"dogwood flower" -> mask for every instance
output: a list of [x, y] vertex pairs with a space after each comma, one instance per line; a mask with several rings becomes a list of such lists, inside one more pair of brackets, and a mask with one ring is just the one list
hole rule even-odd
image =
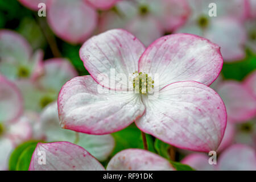
[[102, 13], [100, 31], [125, 28], [147, 46], [165, 31], [182, 26], [189, 13], [184, 0], [121, 1], [113, 10]]
[[186, 156], [181, 163], [197, 170], [256, 170], [256, 153], [254, 148], [246, 145], [234, 144], [217, 159], [217, 165], [209, 164], [209, 156], [203, 154], [193, 154]]
[[[38, 152], [45, 152], [39, 159]], [[39, 160], [45, 162], [40, 165]], [[68, 163], [67, 162], [68, 161]], [[107, 170], [174, 170], [170, 162], [149, 151], [127, 149], [117, 154], [109, 162]], [[32, 156], [30, 171], [103, 171], [104, 167], [84, 148], [68, 142], [39, 143]]]
[[47, 21], [57, 36], [73, 44], [84, 42], [96, 27], [96, 10], [84, 0], [52, 0]]
[[26, 138], [29, 132], [17, 133], [15, 129], [22, 127], [20, 122], [14, 123], [23, 113], [22, 97], [15, 85], [0, 75], [0, 170], [8, 168], [8, 156], [15, 146], [15, 136]]
[[223, 81], [218, 84], [216, 90], [226, 105], [229, 122], [245, 122], [255, 116], [256, 98], [243, 83]]
[[105, 10], [118, 0], [20, 0], [24, 6], [37, 11], [39, 3], [46, 4], [47, 20], [54, 33], [72, 44], [83, 43], [96, 28], [96, 9]]
[[248, 0], [249, 15], [248, 16], [251, 18], [256, 18], [256, 1], [255, 0]]
[[249, 92], [256, 97], [256, 71], [250, 73], [243, 82]]
[[256, 100], [250, 89], [253, 87], [253, 74], [242, 82], [224, 81], [221, 76], [210, 85], [222, 98], [227, 109], [228, 123], [218, 151], [234, 143], [254, 146], [255, 129], [249, 120], [256, 115]]
[[[32, 10], [38, 11], [39, 10], [38, 5], [40, 3], [43, 3], [46, 5], [49, 0], [18, 0], [22, 5], [27, 7], [28, 7]], [[47, 7], [47, 6], [46, 6]]]
[[9, 79], [34, 79], [42, 72], [43, 52], [32, 48], [19, 34], [0, 30], [0, 73]]
[[111, 135], [94, 135], [78, 133], [60, 127], [57, 102], [47, 106], [40, 117], [40, 128], [46, 135], [46, 141], [67, 141], [75, 143], [100, 161], [109, 156], [115, 146]]
[[[209, 39], [221, 48], [225, 61], [243, 59], [246, 35], [242, 24], [248, 11], [244, 1], [191, 0], [192, 9], [185, 24], [176, 32], [193, 34]], [[210, 17], [209, 5], [216, 5], [216, 16]]]
[[[162, 37], [145, 50], [136, 37], [118, 29], [89, 39], [80, 55], [90, 76], [75, 77], [60, 90], [58, 110], [63, 128], [102, 135], [135, 121], [142, 131], [177, 147], [217, 149], [226, 113], [220, 97], [207, 85], [222, 68], [218, 46], [178, 34]], [[120, 75], [133, 79], [125, 81]], [[140, 81], [139, 86], [134, 81], [142, 76], [144, 82]], [[159, 81], [152, 88], [157, 76]], [[143, 89], [145, 84], [150, 86]], [[98, 91], [102, 86], [107, 93]]]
—————
▶ _WHAT IS ASKED_:
Can you reproduce all of the records above verbatim, leaving the pictures out of your answer?

▶ _RESULT OF THE EXERCISE_:
"dogwood flower" -> mask for every instance
output: a list of [x, y] vertex pairs with a space after each comma, one instance per line; a mask with several rings becomes a list of such lists, inside one more pair of brackets, and a mask with one ring is just the one list
hole rule even-odd
image =
[[102, 13], [100, 31], [125, 28], [147, 46], [165, 31], [182, 26], [189, 13], [184, 0], [121, 1], [113, 10]]
[[186, 156], [181, 163], [197, 170], [256, 170], [256, 153], [254, 148], [246, 145], [234, 144], [217, 159], [217, 165], [209, 164], [209, 156], [203, 154], [193, 154]]
[[[38, 152], [45, 152], [39, 159]], [[39, 160], [45, 162], [40, 165]], [[68, 163], [67, 162], [68, 161]], [[107, 170], [174, 170], [170, 162], [149, 151], [127, 149], [117, 154], [109, 162]], [[32, 156], [30, 171], [103, 171], [104, 167], [84, 148], [68, 142], [39, 143]]]
[[47, 21], [57, 36], [73, 44], [84, 42], [96, 27], [96, 10], [84, 0], [52, 0]]
[[26, 138], [29, 132], [17, 133], [15, 129], [22, 127], [20, 122], [14, 123], [23, 113], [22, 97], [15, 85], [0, 75], [0, 170], [8, 168], [8, 156], [15, 146], [15, 136]]
[[223, 81], [218, 84], [216, 90], [226, 105], [229, 122], [245, 122], [255, 116], [256, 98], [243, 83]]
[[105, 10], [118, 0], [20, 0], [24, 6], [37, 11], [39, 3], [46, 4], [47, 20], [54, 33], [72, 44], [83, 43], [96, 28], [96, 9]]
[[248, 0], [249, 15], [248, 16], [251, 18], [256, 18], [256, 1], [255, 0]]
[[249, 92], [256, 97], [256, 71], [250, 73], [243, 82]]
[[256, 100], [250, 89], [253, 87], [253, 74], [242, 82], [224, 81], [221, 76], [210, 85], [222, 98], [227, 109], [228, 123], [218, 151], [234, 143], [254, 146], [255, 129], [249, 120], [256, 115]]
[[[32, 10], [38, 11], [39, 10], [38, 5], [40, 3], [43, 3], [46, 5], [49, 0], [18, 0], [22, 5], [27, 7], [28, 7]], [[47, 7], [47, 6], [46, 6]]]
[[9, 79], [34, 79], [42, 72], [43, 52], [32, 48], [19, 34], [0, 30], [0, 73]]
[[111, 135], [94, 135], [78, 133], [60, 127], [57, 102], [47, 106], [40, 117], [40, 128], [46, 135], [46, 141], [67, 141], [75, 143], [100, 161], [109, 156], [115, 146]]
[[[209, 39], [221, 48], [225, 61], [243, 59], [246, 35], [242, 24], [248, 11], [244, 1], [191, 0], [192, 9], [185, 24], [176, 32], [193, 34]], [[210, 17], [209, 5], [216, 5], [216, 16]]]
[[[162, 37], [145, 50], [136, 37], [118, 29], [89, 39], [80, 55], [90, 76], [75, 77], [60, 90], [58, 110], [63, 128], [102, 135], [135, 121], [142, 131], [177, 147], [217, 149], [226, 113], [220, 97], [207, 85], [222, 68], [218, 46], [178, 34]], [[120, 75], [133, 79], [125, 81]], [[140, 81], [139, 86], [134, 81], [142, 76], [144, 82]], [[159, 81], [152, 88], [157, 76]], [[143, 89], [145, 84], [150, 86]], [[98, 91], [102, 86], [107, 93]]]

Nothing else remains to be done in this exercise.